==== Given data

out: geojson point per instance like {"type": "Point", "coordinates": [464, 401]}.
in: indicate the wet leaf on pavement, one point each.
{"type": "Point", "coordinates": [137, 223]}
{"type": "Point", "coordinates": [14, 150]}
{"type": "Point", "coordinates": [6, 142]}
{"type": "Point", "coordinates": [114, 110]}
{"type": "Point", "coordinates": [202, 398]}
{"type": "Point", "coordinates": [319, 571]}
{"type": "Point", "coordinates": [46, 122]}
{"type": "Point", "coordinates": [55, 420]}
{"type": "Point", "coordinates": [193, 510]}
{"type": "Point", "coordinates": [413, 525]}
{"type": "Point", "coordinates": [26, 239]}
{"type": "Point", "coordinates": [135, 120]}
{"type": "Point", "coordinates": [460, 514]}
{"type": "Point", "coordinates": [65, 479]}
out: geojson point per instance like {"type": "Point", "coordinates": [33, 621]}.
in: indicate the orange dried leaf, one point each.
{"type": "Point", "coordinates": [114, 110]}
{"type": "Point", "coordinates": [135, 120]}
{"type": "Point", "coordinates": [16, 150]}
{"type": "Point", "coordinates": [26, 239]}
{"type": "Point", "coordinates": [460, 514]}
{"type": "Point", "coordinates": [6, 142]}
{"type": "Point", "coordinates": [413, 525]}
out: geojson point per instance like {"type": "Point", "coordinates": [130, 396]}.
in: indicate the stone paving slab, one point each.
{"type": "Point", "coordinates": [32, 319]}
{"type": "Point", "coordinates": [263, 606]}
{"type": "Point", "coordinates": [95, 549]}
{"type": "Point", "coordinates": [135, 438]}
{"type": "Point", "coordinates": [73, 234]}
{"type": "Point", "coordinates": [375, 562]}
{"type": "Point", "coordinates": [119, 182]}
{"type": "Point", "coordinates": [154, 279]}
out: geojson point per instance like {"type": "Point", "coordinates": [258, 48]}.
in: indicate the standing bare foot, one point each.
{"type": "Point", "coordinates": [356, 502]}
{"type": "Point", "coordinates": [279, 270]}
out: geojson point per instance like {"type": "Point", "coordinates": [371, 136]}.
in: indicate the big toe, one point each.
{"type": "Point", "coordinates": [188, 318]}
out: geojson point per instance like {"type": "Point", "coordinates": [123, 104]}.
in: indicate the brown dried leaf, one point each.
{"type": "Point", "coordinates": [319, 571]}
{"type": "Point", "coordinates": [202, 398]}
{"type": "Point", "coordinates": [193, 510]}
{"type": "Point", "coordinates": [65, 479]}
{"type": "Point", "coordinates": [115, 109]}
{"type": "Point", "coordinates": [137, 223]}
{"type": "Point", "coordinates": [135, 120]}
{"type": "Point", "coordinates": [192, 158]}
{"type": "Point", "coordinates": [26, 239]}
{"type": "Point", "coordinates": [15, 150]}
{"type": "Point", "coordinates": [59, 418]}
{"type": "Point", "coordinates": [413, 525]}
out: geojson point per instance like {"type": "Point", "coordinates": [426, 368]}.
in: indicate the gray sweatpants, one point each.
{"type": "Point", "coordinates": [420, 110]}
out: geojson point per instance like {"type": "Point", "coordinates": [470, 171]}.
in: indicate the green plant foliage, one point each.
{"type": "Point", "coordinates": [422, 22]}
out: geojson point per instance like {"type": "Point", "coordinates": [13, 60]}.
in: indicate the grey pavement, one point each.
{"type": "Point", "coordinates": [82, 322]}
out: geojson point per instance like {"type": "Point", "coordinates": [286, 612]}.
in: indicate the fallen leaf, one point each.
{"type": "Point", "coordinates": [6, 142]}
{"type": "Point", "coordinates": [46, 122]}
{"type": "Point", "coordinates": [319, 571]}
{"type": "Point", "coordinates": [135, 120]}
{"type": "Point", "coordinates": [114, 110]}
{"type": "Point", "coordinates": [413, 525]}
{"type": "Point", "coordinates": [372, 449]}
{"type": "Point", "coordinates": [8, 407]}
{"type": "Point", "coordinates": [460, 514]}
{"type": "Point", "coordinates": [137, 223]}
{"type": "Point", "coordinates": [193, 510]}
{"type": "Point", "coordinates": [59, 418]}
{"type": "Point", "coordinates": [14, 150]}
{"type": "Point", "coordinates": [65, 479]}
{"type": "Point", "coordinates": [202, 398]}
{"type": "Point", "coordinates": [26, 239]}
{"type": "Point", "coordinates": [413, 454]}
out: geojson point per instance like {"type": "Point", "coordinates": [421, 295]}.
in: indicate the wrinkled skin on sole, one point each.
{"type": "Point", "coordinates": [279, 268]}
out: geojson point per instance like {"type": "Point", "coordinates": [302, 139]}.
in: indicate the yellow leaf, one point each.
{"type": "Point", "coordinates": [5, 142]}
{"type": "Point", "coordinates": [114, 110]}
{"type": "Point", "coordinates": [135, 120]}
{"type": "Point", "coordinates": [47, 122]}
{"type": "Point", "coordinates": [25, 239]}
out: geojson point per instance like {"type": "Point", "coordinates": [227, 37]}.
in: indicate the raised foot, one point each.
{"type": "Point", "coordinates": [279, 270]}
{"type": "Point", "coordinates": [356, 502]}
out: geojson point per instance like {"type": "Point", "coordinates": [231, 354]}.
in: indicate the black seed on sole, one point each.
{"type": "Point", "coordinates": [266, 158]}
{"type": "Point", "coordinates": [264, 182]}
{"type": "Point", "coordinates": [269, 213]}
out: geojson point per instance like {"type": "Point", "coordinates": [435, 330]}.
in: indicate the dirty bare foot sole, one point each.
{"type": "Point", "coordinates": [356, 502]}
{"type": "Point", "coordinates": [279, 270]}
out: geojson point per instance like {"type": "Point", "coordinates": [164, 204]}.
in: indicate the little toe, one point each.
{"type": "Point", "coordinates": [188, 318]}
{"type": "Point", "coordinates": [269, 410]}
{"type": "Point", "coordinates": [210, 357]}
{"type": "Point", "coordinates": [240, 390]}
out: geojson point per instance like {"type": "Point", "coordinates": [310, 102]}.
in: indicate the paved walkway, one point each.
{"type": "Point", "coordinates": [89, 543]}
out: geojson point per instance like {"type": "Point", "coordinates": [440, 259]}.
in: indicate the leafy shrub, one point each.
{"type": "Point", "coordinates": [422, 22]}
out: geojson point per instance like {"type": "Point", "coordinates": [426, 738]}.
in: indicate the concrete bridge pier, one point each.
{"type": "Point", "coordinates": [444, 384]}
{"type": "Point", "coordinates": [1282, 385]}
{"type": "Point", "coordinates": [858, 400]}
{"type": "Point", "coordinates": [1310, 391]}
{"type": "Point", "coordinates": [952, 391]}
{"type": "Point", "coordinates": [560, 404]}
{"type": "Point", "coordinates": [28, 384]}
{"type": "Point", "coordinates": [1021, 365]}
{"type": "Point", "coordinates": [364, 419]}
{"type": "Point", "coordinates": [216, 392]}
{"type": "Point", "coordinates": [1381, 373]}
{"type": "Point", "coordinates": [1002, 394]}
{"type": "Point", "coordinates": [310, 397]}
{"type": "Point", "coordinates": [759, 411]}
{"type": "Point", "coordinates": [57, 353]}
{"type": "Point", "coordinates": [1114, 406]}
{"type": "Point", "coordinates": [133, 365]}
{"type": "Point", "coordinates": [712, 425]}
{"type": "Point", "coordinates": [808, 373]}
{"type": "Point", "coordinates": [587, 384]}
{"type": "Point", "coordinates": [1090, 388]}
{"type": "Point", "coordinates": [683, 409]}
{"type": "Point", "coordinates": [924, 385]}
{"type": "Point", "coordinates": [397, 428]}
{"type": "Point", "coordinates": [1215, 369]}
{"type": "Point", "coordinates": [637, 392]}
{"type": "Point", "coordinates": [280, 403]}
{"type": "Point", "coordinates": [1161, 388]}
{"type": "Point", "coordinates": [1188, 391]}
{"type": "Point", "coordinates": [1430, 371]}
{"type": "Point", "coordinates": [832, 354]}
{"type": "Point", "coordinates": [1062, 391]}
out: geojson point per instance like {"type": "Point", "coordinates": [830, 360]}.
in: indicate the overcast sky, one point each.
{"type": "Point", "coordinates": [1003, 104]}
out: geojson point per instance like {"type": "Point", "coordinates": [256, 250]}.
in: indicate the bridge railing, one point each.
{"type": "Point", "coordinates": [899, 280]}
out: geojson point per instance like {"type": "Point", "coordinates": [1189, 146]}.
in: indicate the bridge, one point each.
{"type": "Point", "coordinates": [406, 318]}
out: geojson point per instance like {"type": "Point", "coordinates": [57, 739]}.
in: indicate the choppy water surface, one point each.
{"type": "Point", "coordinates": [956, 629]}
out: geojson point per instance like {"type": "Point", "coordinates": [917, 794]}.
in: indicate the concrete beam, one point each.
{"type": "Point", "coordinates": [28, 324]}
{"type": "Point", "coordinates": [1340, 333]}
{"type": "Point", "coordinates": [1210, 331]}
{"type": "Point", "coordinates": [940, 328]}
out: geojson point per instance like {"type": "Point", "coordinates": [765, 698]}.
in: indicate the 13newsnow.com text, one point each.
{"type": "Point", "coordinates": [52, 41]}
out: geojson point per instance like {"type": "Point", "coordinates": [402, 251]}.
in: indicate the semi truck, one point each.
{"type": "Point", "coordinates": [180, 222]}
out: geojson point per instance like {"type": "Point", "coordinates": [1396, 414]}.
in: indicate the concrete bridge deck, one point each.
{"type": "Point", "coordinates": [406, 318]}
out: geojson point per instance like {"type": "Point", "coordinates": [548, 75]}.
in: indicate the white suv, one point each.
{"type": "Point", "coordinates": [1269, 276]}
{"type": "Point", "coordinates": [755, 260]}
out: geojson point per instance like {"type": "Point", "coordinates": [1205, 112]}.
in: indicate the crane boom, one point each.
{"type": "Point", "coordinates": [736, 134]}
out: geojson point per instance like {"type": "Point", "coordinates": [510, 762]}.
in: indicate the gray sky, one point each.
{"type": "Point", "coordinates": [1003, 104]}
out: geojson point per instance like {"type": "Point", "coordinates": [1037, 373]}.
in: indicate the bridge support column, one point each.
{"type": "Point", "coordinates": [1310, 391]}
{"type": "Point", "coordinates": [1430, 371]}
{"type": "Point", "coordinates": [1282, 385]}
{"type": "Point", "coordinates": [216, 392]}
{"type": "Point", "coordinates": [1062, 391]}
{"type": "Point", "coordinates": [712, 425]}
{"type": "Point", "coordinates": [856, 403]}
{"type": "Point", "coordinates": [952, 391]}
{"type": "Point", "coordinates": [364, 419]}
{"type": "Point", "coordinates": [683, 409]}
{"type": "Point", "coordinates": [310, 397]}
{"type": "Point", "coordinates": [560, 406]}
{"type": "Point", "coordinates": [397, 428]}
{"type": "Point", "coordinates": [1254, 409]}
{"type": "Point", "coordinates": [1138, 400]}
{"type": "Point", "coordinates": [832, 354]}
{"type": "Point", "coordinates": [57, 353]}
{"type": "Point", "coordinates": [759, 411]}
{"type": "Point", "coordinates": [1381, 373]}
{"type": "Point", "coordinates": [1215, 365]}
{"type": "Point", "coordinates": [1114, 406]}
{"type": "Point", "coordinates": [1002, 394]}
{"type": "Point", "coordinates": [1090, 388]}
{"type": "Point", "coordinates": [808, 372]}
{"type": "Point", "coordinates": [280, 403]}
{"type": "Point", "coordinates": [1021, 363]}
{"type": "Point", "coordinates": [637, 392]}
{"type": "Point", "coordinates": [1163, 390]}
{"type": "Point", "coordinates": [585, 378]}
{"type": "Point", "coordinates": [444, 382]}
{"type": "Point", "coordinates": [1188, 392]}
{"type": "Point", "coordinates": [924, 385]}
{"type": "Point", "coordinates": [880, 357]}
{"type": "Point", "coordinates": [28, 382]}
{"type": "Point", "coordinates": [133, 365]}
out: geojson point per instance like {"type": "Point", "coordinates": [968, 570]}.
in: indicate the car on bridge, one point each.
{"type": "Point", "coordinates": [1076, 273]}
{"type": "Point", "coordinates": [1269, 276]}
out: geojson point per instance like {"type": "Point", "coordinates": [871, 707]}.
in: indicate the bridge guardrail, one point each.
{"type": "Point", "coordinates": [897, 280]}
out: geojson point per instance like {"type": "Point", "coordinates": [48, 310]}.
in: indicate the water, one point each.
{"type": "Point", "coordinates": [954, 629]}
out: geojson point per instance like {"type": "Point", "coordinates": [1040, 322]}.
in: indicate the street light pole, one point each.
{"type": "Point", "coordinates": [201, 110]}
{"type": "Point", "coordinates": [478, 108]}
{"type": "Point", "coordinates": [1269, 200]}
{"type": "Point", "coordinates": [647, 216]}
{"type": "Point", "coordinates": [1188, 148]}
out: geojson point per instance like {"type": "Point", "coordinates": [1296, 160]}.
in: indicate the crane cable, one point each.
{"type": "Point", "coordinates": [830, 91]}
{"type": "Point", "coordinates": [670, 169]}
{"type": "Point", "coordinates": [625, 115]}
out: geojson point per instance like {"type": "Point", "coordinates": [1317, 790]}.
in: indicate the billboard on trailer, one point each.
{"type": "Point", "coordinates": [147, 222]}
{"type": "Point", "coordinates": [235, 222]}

========

- _Your goal_
Gather every line of the items that contains the word "bridge", matching case exactly, and copy each one out.

- _Full solution_
in: indicate the concrete bridge pier, one point each.
in: indicate the bridge railing, one point each.
in: indicate the bridge, one point each.
in: indicate the concrete bridge deck, one point each.
in: indicate the bridge support column, one point each.
in: indicate the car on bridge, one point each.
in: indicate the bridge guardrail, one point each.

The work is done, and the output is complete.